-------- DOCUMENT EXCERPT --------
Sunday, March 2, 2008

Hornets: the other things with wings and stingers

My assistant beekeeper made me look like a fool. She spotted an object lying on the ground in the distance, which appeared to me to be a chunk of concrete. She identified the object as a "bees nest" (she knows hornets are not bees, but she calls them bees to irk me). I then did what any self respecting beekeeper would do. I asked her if she was smoking crack, because I know a hornet's nest when I see one, and that is not a hornet's nest. Turns out she was right, and I was wrong. It was a hornet's nest.



Obviously, this time of year the nest was not in use, and the gray paper wrapper that would normally surround the comb was gone. There were two distinct layers of comb were the hornets were raising their brood.
-------- EXTRACTED DATA --------
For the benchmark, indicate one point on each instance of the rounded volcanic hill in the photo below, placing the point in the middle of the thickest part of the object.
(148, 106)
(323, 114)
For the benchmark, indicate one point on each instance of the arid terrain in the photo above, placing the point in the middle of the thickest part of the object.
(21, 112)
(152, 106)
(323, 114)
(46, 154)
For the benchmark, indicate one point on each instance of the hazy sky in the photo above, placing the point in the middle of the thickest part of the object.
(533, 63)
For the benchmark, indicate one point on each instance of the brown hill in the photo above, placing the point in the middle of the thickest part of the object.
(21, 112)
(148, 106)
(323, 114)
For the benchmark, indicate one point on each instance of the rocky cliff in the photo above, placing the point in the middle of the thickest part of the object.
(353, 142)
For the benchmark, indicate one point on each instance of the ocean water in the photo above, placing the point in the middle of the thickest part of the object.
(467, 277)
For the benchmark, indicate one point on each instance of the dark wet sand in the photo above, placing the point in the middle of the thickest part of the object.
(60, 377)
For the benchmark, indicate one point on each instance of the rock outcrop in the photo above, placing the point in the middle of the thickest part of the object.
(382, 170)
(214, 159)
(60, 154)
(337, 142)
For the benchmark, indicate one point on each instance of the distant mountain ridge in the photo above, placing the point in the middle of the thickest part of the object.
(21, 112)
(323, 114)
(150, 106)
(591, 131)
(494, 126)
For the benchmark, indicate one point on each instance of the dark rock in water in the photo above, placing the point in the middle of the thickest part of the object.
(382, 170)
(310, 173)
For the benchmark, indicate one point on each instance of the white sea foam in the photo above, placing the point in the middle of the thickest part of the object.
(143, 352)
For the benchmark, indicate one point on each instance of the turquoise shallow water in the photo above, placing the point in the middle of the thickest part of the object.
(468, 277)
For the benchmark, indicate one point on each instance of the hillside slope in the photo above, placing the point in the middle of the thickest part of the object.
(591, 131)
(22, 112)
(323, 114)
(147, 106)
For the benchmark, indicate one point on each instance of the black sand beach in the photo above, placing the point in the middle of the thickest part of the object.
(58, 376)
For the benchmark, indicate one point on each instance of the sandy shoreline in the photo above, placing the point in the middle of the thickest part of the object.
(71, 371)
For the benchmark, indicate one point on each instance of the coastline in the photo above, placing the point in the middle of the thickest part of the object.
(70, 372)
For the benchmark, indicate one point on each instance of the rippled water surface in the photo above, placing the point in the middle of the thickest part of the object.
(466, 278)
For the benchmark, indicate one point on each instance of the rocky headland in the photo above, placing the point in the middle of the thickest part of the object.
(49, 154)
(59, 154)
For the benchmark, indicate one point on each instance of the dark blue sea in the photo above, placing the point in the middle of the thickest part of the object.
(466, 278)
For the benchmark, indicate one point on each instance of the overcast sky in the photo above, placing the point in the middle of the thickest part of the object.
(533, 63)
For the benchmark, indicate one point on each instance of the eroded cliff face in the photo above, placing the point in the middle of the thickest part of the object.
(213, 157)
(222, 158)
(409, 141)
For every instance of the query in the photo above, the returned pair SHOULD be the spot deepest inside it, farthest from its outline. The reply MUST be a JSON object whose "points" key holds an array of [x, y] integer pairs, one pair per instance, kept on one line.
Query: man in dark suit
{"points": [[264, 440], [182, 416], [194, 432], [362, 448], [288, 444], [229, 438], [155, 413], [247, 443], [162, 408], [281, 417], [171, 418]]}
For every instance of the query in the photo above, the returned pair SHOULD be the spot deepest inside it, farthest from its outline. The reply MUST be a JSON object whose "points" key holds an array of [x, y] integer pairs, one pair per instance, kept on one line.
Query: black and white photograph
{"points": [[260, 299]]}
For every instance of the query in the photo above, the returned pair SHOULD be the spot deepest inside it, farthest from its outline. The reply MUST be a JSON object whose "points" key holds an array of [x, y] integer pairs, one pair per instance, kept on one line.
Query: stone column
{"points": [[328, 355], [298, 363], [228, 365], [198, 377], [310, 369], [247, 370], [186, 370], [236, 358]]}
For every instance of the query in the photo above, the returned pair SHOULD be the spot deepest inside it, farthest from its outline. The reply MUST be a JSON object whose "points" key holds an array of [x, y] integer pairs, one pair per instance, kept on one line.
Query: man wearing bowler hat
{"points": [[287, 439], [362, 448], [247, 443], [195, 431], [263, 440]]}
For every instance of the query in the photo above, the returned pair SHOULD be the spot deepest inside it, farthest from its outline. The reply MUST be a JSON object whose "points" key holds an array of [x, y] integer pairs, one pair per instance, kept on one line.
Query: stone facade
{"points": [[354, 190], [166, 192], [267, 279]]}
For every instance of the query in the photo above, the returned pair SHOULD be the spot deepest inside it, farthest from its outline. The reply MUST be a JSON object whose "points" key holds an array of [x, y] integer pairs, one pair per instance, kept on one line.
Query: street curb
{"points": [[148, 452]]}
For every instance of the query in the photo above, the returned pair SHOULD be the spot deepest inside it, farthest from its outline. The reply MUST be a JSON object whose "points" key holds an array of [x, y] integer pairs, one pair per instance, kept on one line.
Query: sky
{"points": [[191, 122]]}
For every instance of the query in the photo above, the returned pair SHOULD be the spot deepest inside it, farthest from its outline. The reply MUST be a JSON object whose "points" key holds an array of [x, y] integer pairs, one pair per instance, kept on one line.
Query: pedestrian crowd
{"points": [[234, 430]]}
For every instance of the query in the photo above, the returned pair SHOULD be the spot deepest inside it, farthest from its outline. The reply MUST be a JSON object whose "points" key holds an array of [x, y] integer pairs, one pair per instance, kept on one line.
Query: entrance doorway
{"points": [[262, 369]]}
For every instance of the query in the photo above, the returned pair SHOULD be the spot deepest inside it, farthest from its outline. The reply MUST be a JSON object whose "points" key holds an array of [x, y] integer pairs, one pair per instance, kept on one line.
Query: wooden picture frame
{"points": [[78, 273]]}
--------
> **WHAT THE EXERCISE ASKS**:
Resume the blog post about the hornet's nest, picking up right after its final sentence. The rows have no connection to the blog post about the hornet's nest.

> **FINAL ANSWER**:
The below pic is pretty cool- it is of the lower layer of comb. The cells on the bottom layer are much larger than the cells on the first layer. I think the larger cells are queen and drone cells. Like bumblebees, hornets produce queens and drones at the end of the season. The queens mate and then go underground where they emerge in the spring and build a new nest. This is totally different than what honeybees do. A strong colony of honeybees will make a few new queens, and then just before the new queens emerge, the old queen and half the workers will leave the hive and start a new hive somewhere else. This is called swarming. Back at the old hive, the new queens then emerge and duke it out as to who will become the new queen.